#### Stored entries:
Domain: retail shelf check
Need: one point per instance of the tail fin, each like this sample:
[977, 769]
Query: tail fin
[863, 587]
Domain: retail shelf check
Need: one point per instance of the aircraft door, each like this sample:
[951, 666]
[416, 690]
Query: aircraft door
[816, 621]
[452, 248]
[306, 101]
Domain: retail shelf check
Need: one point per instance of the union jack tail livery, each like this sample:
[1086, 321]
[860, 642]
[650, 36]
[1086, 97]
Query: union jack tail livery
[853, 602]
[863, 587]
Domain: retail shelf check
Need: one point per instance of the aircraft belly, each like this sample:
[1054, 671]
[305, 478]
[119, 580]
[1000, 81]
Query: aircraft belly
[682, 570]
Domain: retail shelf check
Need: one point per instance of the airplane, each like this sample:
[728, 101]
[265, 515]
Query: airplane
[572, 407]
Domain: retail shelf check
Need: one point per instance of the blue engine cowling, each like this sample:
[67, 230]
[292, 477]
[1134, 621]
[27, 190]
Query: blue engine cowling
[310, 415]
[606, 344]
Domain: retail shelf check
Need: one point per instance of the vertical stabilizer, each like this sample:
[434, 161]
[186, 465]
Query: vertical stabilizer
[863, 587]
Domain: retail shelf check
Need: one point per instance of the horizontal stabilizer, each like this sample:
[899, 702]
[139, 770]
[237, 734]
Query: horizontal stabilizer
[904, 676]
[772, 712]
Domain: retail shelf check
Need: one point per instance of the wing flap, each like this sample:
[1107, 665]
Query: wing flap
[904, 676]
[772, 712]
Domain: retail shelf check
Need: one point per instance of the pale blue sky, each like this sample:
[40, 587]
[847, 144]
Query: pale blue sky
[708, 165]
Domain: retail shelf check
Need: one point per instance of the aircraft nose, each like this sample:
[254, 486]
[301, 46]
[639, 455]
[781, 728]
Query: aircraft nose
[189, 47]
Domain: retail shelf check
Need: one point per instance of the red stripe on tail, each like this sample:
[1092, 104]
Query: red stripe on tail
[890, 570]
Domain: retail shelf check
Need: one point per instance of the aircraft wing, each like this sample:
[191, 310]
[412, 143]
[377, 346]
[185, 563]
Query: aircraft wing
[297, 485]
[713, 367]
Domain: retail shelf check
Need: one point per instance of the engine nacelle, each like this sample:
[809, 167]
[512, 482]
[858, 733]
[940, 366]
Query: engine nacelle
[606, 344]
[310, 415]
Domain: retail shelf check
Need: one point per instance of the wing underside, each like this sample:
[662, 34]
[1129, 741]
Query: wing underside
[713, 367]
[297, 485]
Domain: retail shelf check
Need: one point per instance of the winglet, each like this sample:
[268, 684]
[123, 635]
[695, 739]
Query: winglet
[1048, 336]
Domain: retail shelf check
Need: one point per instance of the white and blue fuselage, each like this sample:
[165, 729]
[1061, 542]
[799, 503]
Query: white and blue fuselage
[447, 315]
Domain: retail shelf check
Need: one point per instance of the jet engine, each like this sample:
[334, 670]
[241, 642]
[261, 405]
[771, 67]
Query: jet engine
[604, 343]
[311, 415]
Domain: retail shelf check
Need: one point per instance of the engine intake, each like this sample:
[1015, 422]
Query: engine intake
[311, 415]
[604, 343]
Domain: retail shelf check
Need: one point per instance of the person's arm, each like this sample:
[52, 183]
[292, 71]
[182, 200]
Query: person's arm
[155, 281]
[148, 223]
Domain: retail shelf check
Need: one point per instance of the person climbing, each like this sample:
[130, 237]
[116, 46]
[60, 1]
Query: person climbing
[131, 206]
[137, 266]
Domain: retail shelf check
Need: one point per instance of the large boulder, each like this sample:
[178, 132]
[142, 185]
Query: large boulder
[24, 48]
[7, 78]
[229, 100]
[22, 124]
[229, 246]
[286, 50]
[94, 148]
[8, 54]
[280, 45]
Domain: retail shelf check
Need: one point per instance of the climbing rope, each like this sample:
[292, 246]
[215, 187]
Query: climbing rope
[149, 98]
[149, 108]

#### GOAL OF THE EXERCISE:
Return every record above exactly as it appears.

#### TASK ANSWER:
Domain: retail shelf check
Need: one point per instance of the tail fin, each like this sample:
[977, 769]
Query: tail fin
[863, 587]
Domain: retail shelf check
Need: one point per instance of the aircraft door, each like this sample:
[951, 666]
[416, 690]
Query: aircraft door
[816, 621]
[452, 248]
[306, 101]
Domain: retail shelf check
Need: one point per instance of the union jack tail livery, each like this sample:
[1086, 321]
[860, 642]
[650, 36]
[1086, 97]
Query: union jack tail livery
[853, 602]
[863, 587]
Domain: retail shelf check
Need: one point per instance of the aircraft belly, each like this sample:
[1054, 671]
[305, 478]
[119, 580]
[1000, 81]
Query: aircraft belly
[682, 570]
Domain: retail shelf check
Need: one point per instance of the airplane, each like this sample:
[728, 101]
[265, 515]
Query: airplane
[572, 407]
Domain: retail shelf check
Need: one point per instance of the blue engine cowling, each like this sample:
[67, 230]
[292, 477]
[1134, 621]
[27, 190]
Query: blue engine cowling
[310, 415]
[606, 344]
Domain: retail shelf check
Need: one point per instance of the vertical stabilizer, each like this sample:
[434, 161]
[186, 465]
Query: vertical stabilizer
[863, 587]
Domain: retail shelf check
Need: one point per instance of the horizontal stabilizer, each like this sample:
[899, 702]
[139, 770]
[237, 734]
Query: horizontal stabilizer
[904, 676]
[772, 712]
Domain: retail shelf check
Need: one point per instance of the wing flap, each like this sample:
[1107, 665]
Query: wing flap
[904, 676]
[772, 712]
Domain: retail shelf check
Need: one point per instance of the pale blue sky, each like this sample:
[40, 587]
[847, 144]
Query: pale blue sky
[708, 165]
Domain: retail shelf check
Need: one point per instance of the aircraft nose, each like this sample:
[254, 486]
[301, 46]
[639, 455]
[781, 728]
Query: aircraft nose
[189, 47]
Domain: retail shelf check
Need: one point per instance of the red stripe on tail, each like this sample:
[1092, 104]
Query: red stripe on tail
[890, 570]
Domain: retail shelf check
Need: one point per instance of the aircraft wing, each like this sample:
[191, 310]
[412, 143]
[377, 346]
[185, 563]
Query: aircraft wing
[297, 485]
[713, 367]
Domain: retail shelf check
Need: one point per instance of the engine nacelle, each like this sample:
[809, 167]
[512, 482]
[858, 733]
[940, 366]
Query: engine nacelle
[606, 344]
[310, 415]
Domain: retail shelf check
Need: one point per instance of the wing underside, each like this sample:
[662, 34]
[1129, 741]
Query: wing underside
[713, 367]
[297, 485]
Domain: retail shelf check
Need: one point per instance of the winglet, each like this sample:
[268, 684]
[123, 635]
[695, 739]
Query: winglet
[1048, 336]
Domain: retail shelf check
Need: one point per instance of the white and blue fuselage, each like this sample:
[165, 729]
[1061, 542]
[799, 503]
Query: white and blue fuselage
[447, 315]
Domain: retail shelf check
Need: one point per instance of the jet engine, each like this sample:
[334, 670]
[241, 642]
[261, 405]
[771, 67]
Query: jet engine
[604, 343]
[311, 415]
Domain: retail shelf check
Need: one point per instance of the engine intake, each like this sample:
[1015, 422]
Query: engine intake
[311, 415]
[604, 343]
Domain: retail shelf check
Need: one point per instance of the person's arm, each like this sample:
[52, 183]
[292, 71]
[182, 200]
Query: person's arm
[155, 281]
[148, 223]
Domain: retail shelf check
Need: one point per instance of the person climbing, each like this sample:
[130, 237]
[116, 46]
[60, 1]
Query: person climbing
[131, 206]
[137, 266]
Domain: retail shelf check
Need: one point per instance of the large boulder, each like this sample:
[178, 132]
[142, 185]
Query: large boulder
[24, 48]
[7, 78]
[229, 100]
[22, 124]
[229, 246]
[286, 50]
[94, 148]
[8, 54]
[280, 45]
Domain: retail shelf check
Need: one point per instance of the climbing rope, each like this sample:
[292, 246]
[215, 187]
Query: climbing rope
[149, 98]
[149, 108]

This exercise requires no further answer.